BEGIN WORKING DATA

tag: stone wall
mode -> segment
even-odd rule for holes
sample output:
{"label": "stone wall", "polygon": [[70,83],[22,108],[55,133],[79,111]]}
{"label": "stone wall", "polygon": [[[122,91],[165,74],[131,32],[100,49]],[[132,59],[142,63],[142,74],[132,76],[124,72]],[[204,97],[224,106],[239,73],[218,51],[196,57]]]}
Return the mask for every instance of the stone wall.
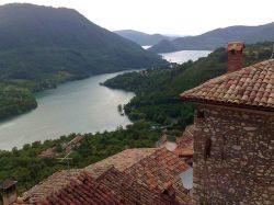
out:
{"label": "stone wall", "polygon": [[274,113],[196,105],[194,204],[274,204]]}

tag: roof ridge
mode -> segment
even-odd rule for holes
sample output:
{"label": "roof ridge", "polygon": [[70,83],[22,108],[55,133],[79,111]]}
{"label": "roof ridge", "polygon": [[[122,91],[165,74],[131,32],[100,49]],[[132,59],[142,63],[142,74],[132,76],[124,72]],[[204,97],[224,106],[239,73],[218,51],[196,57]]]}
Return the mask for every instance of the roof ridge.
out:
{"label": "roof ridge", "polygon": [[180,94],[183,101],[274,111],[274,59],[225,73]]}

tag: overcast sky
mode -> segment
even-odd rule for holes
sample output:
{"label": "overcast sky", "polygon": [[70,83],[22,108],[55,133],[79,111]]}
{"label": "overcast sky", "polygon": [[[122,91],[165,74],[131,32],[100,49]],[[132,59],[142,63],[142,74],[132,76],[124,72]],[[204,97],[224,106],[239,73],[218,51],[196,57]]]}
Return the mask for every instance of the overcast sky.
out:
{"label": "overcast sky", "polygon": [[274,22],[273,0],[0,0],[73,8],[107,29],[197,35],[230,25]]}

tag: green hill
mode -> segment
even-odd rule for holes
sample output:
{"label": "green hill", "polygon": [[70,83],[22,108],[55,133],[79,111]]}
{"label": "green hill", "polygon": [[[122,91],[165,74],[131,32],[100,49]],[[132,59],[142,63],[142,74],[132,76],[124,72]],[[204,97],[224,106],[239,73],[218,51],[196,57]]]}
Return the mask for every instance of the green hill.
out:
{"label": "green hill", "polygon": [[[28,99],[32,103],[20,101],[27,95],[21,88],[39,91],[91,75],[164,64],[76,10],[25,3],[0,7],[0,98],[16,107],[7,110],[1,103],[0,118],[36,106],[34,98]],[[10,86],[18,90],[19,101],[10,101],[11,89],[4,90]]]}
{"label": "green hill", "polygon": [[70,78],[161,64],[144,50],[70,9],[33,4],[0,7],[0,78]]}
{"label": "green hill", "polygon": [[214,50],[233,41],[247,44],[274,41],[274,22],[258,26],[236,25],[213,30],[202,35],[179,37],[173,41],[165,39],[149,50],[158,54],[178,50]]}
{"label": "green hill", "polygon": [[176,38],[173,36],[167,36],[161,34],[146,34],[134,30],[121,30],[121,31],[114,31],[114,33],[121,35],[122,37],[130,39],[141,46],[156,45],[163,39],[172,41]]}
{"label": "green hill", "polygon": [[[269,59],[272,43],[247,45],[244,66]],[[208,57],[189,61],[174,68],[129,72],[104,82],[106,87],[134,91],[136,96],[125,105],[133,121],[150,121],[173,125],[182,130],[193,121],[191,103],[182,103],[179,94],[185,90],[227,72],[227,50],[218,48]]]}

END WORKING DATA
BEGIN WORKING DATA

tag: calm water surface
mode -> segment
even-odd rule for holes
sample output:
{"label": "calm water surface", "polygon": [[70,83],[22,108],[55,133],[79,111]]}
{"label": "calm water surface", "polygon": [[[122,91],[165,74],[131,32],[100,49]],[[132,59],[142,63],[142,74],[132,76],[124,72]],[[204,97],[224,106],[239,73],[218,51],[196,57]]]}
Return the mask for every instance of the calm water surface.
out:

END WORKING DATA

• _TASK DIRECTIONS_: Show each line of the material above that contains the word "every". Case counts.

• _REPLY_:
Return the mask for every instance of the stone wall.
Return the mask for every instance of the roof ridge.
Return the mask for every instance of the overcast sky.
Return the mask for every instance of the green hill.
Return the mask for every instance of the calm water surface.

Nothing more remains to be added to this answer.